__To be done__
**A.** In the Tina Andrews biography, repeat word for word the passage between "Yvonne L. Andrews (born" and "1975 until 1977.", inclusive.
**B.** List every occupation that the Tina Andrews biography gives for her in its opening sentence.
**C.** Summarize the Tina Andrews biography in two sentences.
start Selected passage
Yvonne L. Andrews (born April 23, 1951), known professionally as Tina Andrews,  is an American actress, television producer, screenwriter, author and playwright. She played Valerie Grant in the NBC soap opera series Days of Our Lives from 1975 until 1977.

Andrews also wrote the TV mini-series, Sally Hemings: An American Scandal, which was the first time that the relationship between Thomas Jefferson and Sally Hemings had been explored on TV, and with Hemings portrayed as a fully realized woman. In 2001, Andrews was the first African American to win the Writers Guild of America award for Original Long Form, for her script for this mini-series.

Biography

Early life and education
Andrews was born Yvonne L. Andrews, the older of two children to Eloise Andrews in Chicago, Illinois. Andrews attended Harlan Community Academy High School, where she participated in Modern Dance, Student Council and Drama Club. After graduating high school in 1969, Andrews studied at New York University; majoring in Drama.
end Selected passage
start Listed entries
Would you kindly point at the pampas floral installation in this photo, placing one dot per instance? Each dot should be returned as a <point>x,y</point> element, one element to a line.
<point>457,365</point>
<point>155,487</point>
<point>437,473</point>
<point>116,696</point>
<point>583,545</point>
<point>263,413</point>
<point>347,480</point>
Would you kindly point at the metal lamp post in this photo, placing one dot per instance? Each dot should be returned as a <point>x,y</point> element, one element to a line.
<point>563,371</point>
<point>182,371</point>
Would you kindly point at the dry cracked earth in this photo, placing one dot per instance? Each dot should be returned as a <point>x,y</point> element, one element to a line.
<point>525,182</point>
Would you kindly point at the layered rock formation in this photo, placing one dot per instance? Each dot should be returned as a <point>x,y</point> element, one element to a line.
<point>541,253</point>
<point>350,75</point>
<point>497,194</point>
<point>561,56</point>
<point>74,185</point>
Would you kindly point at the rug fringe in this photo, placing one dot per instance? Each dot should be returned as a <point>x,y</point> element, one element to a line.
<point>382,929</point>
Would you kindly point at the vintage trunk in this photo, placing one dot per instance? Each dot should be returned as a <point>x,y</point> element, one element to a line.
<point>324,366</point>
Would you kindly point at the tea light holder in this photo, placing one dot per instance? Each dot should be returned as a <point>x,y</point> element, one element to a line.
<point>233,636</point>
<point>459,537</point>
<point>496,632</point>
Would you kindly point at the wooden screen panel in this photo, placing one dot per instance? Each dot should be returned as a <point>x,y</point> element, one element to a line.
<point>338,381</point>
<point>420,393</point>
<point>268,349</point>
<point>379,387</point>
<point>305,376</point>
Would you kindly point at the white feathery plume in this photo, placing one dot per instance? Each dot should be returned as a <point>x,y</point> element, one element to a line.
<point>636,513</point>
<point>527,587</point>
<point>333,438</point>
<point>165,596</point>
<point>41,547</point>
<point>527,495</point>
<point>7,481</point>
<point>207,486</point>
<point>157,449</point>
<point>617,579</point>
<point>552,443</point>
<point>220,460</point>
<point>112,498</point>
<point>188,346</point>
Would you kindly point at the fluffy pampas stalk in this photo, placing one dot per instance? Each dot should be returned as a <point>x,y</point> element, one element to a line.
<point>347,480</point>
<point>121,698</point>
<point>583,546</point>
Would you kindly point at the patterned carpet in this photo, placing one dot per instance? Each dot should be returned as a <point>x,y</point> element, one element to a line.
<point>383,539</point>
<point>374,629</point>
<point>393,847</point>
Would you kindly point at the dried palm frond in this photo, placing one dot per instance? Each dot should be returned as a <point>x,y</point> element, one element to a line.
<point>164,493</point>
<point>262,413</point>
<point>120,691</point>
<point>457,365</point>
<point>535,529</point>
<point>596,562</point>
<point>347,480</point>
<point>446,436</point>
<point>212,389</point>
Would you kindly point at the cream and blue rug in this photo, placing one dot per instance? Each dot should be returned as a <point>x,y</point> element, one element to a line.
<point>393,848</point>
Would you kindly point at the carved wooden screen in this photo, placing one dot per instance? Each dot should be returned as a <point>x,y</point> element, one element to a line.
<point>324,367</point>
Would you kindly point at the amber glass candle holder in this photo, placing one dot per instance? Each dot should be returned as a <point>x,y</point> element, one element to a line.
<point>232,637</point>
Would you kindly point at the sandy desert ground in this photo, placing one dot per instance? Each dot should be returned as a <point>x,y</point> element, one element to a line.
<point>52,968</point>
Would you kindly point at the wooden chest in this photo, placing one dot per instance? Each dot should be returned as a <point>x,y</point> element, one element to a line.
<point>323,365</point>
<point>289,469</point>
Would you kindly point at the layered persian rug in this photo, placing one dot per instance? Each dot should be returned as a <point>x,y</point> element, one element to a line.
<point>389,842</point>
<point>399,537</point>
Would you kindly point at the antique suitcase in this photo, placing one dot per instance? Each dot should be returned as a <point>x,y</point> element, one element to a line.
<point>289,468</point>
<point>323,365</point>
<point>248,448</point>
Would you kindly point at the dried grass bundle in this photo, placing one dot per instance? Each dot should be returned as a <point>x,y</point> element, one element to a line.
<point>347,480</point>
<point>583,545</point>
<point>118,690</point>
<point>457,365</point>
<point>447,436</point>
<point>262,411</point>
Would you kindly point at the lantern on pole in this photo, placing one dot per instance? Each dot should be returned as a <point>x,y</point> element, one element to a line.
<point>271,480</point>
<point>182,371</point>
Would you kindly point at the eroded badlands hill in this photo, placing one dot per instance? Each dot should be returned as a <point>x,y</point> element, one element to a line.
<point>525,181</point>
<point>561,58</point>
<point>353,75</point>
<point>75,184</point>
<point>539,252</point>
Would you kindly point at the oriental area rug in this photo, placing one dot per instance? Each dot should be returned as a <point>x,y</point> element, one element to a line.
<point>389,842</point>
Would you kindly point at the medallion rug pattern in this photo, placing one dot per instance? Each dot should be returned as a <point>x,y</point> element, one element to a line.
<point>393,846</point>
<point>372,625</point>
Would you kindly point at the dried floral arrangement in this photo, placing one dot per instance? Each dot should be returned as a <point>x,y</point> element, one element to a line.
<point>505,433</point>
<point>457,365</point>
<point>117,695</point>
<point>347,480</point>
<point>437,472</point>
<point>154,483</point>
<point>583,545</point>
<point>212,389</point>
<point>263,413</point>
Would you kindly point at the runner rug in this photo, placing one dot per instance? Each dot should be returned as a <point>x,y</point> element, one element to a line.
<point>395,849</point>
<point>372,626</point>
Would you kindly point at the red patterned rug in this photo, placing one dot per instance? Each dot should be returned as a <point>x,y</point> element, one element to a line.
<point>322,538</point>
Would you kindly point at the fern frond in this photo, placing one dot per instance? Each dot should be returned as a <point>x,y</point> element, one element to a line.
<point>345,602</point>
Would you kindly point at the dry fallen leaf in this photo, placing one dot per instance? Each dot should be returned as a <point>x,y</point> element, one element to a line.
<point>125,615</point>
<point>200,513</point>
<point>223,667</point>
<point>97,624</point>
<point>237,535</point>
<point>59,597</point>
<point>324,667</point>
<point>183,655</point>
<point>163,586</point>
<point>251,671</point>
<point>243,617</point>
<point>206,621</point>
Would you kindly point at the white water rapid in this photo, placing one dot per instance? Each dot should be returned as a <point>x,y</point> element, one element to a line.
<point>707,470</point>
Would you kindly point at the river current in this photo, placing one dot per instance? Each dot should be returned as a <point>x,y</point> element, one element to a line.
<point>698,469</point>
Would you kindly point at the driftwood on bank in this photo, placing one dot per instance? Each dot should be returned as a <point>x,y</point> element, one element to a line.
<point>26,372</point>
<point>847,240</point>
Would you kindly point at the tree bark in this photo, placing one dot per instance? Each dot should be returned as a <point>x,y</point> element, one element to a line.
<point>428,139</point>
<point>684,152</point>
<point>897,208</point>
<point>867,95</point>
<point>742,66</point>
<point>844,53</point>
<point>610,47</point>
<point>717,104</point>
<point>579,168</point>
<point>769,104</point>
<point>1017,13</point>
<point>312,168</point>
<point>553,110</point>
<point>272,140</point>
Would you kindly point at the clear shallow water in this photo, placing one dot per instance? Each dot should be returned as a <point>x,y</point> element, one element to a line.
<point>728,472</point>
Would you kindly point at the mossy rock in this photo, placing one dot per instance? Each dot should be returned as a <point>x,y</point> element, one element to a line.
end Listed entries
__Complete answers__
**A.**
Yvonne L. Andrews (born April 23, 1951), known professionally as Tina Andrews,  is an American actress, television producer, screenwriter, author and playwright. She played Valerie Grant in the NBC soap opera series Days of Our Lives from 1975 until 1977.

**B.** actress, television producer, screenwriter, author, playwright

**C.** Tina Andrews, born Yvonne L. Andrews in Chicago, Illinois, is an American actress, television producer, screenwriter, author and playwright who played Valerie Grant on the NBC soap opera Days of Our Lives from 1975 until 1977 and studied drama at New York University. She wrote the TV mini-series Sally Hemings: An American Scandal, and her script for it made her, in 2001, the first African American to win the Writers Guild of America award for Original Long Form.